§ Work to complete
Your answer should consist of every line in the records that holds "positive".

§ Excerpted data
━━━━━━━━━━
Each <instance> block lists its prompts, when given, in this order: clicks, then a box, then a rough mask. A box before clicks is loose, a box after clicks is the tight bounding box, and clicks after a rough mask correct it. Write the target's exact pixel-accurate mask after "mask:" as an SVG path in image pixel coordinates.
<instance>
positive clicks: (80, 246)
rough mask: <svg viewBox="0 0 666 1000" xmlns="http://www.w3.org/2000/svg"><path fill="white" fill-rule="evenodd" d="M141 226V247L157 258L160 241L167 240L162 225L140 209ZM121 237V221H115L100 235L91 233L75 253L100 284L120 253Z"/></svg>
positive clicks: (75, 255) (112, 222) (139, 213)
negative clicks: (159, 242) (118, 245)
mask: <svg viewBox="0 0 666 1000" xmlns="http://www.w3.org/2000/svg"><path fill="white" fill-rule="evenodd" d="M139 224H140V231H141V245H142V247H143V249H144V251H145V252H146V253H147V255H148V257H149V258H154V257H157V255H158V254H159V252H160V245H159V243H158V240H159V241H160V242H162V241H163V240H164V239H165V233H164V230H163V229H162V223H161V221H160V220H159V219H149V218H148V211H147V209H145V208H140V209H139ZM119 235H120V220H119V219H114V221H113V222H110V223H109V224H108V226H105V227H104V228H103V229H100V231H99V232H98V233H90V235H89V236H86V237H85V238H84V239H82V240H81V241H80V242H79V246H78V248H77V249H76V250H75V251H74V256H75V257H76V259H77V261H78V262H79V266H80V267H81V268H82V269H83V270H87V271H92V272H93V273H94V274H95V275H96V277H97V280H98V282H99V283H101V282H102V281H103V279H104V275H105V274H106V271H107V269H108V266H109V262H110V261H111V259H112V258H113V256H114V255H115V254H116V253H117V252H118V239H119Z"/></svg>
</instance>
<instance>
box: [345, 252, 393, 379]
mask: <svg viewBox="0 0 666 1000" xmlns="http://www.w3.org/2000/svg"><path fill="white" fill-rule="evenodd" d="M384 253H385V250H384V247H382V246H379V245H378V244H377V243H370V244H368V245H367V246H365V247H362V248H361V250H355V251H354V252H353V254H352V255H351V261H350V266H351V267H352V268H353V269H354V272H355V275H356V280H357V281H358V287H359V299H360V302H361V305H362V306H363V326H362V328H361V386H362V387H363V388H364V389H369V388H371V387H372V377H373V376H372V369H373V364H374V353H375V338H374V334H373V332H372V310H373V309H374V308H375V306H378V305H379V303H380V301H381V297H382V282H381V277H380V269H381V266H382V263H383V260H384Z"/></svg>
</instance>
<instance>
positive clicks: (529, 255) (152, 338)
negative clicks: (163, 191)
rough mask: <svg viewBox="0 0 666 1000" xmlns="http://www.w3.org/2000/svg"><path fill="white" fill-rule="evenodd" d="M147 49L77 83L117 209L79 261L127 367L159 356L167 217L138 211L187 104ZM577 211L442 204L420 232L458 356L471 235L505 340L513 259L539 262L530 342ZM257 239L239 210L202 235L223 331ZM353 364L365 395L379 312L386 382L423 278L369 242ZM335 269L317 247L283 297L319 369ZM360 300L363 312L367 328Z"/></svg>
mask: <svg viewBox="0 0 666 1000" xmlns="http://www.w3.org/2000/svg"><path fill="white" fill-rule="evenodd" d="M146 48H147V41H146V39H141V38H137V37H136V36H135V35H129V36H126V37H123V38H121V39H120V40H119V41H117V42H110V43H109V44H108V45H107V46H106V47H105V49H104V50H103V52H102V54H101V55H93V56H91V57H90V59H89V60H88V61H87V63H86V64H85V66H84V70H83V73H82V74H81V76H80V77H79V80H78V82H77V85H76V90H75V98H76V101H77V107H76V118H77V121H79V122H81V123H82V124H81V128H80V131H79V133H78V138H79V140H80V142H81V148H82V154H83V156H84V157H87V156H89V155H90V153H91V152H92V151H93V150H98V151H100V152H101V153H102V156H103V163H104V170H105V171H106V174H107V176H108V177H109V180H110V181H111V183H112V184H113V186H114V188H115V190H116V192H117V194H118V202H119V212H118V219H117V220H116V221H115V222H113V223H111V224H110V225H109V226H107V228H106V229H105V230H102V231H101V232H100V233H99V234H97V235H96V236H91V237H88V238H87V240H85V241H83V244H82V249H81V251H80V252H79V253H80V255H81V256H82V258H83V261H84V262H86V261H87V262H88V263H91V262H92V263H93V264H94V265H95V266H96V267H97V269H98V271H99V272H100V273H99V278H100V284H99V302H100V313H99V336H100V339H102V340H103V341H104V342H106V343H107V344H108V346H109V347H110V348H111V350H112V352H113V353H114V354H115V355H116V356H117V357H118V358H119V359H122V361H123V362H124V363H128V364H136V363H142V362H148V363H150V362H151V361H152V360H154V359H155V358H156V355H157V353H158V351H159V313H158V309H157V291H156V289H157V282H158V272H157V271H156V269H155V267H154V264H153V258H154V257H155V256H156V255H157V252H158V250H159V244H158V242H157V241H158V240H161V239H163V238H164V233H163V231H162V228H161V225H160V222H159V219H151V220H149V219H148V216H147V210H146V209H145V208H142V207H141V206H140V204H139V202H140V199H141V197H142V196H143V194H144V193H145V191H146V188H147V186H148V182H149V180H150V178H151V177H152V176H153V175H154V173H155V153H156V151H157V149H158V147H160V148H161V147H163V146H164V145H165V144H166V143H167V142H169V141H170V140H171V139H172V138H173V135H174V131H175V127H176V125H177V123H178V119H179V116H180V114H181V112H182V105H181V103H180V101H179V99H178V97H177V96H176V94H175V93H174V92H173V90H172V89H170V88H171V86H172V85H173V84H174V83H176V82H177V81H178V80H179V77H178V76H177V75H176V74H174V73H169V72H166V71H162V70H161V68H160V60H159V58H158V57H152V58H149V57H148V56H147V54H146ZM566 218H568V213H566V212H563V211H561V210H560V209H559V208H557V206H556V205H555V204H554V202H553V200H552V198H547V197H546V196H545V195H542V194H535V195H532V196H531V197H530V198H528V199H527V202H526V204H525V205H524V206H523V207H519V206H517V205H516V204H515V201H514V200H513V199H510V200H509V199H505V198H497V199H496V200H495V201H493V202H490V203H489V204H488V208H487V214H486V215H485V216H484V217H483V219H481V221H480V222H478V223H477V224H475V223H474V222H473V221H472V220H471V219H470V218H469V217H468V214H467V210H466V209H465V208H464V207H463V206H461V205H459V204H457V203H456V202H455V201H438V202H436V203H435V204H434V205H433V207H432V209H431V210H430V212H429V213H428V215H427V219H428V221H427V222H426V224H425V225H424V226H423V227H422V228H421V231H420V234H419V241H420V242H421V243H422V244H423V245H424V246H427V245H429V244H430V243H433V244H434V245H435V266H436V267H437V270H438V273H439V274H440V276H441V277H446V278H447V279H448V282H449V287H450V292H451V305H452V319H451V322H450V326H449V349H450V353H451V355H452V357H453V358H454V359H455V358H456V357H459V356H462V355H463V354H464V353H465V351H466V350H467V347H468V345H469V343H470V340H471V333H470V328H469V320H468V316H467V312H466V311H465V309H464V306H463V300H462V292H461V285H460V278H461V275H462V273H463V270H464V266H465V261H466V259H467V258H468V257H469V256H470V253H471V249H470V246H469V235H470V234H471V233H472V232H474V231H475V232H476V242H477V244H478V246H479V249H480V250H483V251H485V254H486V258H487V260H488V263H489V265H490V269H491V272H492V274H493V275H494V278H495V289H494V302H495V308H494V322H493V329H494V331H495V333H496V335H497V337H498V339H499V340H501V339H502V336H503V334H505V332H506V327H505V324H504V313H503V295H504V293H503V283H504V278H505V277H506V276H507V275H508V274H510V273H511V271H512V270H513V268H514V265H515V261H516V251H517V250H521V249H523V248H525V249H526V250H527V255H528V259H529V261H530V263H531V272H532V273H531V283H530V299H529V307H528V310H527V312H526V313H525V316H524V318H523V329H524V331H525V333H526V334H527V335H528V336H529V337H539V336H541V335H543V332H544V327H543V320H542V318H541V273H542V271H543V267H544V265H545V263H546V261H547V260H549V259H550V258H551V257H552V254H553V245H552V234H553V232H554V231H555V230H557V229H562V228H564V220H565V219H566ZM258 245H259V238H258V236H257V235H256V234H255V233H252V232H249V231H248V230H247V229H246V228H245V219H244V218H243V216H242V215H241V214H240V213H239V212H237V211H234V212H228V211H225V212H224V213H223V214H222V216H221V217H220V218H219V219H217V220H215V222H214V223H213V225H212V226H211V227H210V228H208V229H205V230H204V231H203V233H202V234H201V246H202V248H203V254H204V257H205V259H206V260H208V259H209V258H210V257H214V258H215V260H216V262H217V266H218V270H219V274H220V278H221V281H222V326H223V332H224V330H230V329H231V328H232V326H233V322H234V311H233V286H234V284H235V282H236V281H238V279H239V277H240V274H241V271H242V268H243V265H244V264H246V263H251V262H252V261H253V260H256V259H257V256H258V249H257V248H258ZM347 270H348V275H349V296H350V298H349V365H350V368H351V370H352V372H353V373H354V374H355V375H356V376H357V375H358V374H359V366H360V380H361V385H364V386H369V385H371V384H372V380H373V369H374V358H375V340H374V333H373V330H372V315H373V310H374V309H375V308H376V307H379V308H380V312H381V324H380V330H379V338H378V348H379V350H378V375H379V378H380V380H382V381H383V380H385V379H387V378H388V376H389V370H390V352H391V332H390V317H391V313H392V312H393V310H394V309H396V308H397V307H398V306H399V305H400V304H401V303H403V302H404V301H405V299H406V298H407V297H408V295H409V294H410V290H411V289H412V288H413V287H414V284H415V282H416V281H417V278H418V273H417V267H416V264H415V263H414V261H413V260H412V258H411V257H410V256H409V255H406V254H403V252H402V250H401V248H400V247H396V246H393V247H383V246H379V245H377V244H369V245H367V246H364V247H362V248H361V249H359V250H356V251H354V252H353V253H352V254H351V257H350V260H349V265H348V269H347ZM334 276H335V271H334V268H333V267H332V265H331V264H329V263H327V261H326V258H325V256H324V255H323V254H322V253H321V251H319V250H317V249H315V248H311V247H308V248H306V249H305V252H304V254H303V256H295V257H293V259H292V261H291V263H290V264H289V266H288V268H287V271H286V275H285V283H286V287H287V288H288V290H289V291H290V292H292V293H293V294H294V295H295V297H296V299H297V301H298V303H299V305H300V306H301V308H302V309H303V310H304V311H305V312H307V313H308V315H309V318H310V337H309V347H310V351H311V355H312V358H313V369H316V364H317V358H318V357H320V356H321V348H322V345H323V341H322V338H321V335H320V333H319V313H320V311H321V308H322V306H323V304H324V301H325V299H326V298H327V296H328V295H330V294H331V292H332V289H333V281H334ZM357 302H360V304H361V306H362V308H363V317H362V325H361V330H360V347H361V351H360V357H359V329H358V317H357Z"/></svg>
━━━━━━━━━━
§ Answer box
positive clicks: (80, 246)
positive clicks: (75, 255) (112, 222) (139, 213)
positive clicks: (529, 255) (152, 338)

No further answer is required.